• _Texto de leitura_:
**********
Francesco Bongiorni (Milão, 1984) confessa que, quando o contactámos pela primeira vez e lhe mostramos a coleção de capas que diversos artistas criaram para a García de Pou ao longo dos anos, as suas “pernas tremeram” um pouco. Trabalhar num projeto que incluiu artistas “dessa dimensão”, diz ele, “foi uma verdadeira honra e prazer”. Contudo, a verdade é que este ilustrador italiano, atualmente residente em Madrid, já tem uma carreira ao nível dos grandes: vencedor de vários prémios internacionais, incluindo a Medalha de Ouro da Society of Illustrators de Nova Iorque, e colaborador regular no The New York Times, The Guardian, Washington Post, The Wall Street Journal e Le Monde. Agora, também é o autor da capa do novo Catálogo de Natal 2024/25 da García de Pou.
O que o inspira mais: um dia cheio de atividade ou um momento de absoluta quietude?
Eu diria que o que me inspira é seguir a minha curiosidade, que felizmente me empurra em diferentes direções. O sociólogo Domenico De Masi desenvolveu o conceito de lazer criativo, uma teoria com a qual me identifico. De acordo com essa teoria, deve-se procurar uma situação onde os limites entre trabalho, estudo e jogo se confundem. Essa fusão gera o que se chama de lazer criativo, uma situação em que se trabalha sem dar por isso.
Já tem a ideia final de um trabalho na cabeça ou o processo criativo leva-o por caminhos inesperados?
**********
[Registos de anotação de coordenadas]
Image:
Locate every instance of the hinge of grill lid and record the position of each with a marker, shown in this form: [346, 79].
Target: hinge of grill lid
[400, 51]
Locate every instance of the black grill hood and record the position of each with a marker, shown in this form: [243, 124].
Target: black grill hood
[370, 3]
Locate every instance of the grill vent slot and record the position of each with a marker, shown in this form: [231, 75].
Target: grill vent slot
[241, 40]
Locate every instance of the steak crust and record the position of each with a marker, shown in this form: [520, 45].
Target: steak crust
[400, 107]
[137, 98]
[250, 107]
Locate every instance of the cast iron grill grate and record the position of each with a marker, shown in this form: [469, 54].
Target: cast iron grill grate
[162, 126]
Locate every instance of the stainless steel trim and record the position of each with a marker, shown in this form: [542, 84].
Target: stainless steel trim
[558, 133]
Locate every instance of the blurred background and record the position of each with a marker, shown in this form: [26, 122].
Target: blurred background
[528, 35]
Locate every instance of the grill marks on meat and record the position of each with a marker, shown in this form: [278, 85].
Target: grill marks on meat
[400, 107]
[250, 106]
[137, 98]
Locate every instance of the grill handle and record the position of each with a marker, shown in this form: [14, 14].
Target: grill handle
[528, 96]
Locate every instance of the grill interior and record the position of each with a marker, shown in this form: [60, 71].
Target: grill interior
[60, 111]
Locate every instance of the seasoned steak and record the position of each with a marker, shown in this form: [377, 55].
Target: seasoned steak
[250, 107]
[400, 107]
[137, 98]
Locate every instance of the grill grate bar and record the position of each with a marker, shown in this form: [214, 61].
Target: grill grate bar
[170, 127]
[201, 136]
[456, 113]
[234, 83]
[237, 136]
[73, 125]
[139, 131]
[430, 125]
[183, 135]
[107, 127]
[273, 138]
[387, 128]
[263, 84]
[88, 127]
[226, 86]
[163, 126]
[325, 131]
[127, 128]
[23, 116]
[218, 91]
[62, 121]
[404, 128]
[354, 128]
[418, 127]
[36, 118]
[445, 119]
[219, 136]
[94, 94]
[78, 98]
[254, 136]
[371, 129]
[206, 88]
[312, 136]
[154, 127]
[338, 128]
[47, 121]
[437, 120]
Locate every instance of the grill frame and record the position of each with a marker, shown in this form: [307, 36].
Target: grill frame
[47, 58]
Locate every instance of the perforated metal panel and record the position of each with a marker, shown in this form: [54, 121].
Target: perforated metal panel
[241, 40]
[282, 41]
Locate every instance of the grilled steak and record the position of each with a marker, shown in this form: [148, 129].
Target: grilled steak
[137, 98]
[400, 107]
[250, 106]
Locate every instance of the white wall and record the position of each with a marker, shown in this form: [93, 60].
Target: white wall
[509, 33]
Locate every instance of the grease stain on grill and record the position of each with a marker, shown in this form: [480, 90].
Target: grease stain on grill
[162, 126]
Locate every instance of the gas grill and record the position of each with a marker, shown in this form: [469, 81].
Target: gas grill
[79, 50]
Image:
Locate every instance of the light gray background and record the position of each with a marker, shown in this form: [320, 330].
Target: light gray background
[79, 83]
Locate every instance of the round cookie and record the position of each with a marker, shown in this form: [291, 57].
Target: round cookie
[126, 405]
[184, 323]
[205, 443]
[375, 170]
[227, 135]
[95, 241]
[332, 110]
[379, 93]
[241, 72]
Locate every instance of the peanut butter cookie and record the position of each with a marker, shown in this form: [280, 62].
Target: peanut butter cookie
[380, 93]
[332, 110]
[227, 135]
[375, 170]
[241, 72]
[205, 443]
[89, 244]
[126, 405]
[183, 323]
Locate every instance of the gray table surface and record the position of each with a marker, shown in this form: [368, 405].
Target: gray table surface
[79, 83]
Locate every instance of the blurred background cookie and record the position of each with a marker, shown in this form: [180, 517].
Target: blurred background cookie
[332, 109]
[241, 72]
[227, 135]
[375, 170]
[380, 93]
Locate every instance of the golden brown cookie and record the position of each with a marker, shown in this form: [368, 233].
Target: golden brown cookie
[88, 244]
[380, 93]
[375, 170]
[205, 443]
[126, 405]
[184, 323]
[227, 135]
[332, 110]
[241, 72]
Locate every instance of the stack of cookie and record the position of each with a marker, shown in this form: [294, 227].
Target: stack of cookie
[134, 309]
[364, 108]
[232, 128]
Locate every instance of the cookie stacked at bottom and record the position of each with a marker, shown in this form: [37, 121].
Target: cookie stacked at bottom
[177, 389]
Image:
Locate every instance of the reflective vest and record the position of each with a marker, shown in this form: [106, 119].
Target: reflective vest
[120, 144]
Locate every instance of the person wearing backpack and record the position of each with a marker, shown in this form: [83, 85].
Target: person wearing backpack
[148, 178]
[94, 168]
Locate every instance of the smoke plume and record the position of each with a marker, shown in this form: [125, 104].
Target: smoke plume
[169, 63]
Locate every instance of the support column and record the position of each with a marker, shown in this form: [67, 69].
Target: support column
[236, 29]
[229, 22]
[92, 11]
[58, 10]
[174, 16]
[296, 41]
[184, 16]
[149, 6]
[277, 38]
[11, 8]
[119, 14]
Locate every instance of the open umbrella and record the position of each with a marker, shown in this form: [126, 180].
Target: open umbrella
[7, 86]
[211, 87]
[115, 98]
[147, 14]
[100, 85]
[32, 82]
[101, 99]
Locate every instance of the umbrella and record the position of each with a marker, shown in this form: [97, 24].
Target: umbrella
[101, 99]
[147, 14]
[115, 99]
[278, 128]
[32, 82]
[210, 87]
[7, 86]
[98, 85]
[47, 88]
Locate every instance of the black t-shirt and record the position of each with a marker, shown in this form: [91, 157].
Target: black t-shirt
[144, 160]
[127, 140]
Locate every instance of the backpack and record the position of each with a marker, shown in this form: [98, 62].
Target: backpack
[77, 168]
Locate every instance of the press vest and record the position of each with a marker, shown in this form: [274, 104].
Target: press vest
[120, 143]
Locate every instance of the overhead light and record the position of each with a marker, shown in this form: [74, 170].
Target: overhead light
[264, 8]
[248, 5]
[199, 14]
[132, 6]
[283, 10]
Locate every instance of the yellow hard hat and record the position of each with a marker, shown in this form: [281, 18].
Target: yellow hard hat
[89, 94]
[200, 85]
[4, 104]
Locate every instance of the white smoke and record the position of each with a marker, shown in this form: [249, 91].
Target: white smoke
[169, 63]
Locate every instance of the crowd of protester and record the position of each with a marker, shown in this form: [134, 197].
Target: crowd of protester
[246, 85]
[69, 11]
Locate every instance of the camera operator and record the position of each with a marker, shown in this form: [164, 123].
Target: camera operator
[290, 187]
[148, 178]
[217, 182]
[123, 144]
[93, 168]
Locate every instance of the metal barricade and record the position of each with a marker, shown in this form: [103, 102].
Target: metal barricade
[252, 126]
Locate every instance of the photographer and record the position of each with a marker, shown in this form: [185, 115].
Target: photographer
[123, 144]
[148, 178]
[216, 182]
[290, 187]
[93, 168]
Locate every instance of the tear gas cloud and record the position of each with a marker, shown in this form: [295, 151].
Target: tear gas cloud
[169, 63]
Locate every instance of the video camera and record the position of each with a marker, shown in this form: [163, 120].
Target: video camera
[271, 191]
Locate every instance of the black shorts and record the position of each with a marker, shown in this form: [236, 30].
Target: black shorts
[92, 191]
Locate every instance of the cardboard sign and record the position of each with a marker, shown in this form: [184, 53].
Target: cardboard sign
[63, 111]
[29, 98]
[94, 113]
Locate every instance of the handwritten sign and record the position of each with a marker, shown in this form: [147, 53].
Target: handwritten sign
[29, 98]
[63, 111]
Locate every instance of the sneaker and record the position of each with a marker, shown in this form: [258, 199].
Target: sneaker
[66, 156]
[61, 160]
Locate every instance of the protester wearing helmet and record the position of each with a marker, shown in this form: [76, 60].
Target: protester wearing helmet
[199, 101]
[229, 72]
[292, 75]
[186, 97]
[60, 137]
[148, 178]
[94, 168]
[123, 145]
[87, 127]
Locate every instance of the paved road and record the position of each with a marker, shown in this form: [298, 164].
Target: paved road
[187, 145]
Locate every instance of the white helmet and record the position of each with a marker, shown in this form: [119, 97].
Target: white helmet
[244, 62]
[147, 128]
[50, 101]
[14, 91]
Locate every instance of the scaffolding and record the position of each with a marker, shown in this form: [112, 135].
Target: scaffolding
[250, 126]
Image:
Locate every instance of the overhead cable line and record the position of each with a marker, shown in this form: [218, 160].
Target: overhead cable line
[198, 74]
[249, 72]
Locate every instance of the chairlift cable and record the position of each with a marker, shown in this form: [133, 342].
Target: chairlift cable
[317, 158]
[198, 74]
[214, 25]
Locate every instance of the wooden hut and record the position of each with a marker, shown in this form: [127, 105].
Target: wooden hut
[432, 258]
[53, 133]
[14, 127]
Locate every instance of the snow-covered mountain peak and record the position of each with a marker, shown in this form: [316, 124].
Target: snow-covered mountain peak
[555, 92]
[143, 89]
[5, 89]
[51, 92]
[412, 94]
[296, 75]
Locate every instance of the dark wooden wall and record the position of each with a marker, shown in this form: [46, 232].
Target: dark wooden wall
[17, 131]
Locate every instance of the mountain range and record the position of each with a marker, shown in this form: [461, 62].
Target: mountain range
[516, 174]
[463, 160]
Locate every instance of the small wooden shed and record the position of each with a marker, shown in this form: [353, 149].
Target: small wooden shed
**********
• _Instruções_:
1. Na entrevista a Francesco Bongiorni, com que publicações se diz que o ilustrador colabora regularmente?
2. Prossiga a entrevista a Francesco Bongiorni a partir do ponto em que termina.
As entradas não desempenham qualquer papel neste trabalho.

• _Respostas aos exercícios_:
1. The New York Times, The Guardian, Washington Post, The Wall Street Journal e Le Monde.

2.
Cada vez que começo um trabalho, tenho uma ideia clara de para onde quero ir, mas nunca houve uma única ocasião em que tenha conseguido chegar exatamente lá.
«Time-lapse» do processo de criação da capa
Como enfrenta as encomendas que lhe fazem?
Tenho uma base de dados de imagens que fui a recolher ao longo dos anos. São imagens de todo o tipo que, por algum motivo, captaram a minha atenção, e guardei-as numa pasta no meu computador. Pinturas, fotografias, bandas desenhadas, manchas de cor, gravuras fotográficas de livros antigos… Gosto, antes de começar um projeto, de dar uma vista de olhos rápida a essas imagens para me inspirar, e dou por mim a fazê-lo especialmente com imagens ou ambientes completamente diferentes do que tenho de representar.
Fale-nos da capa do nosso Catálogo de Natal 2024/25.
A obra procura contar uma história. Gosto de representar as minhas personagens de forma a que gerem perguntas no espectador. Quem são? Vivem na cabana atrás deles? Por que é que estão a usar uma máscara e um chapéu de festa? Estas perguntas criam curiosidade no observador e, portanto, também empatia. Não procuro dar respostas no meu trabalho, mas sim gerar perguntas.
O que acha que distingue o seu trabalho?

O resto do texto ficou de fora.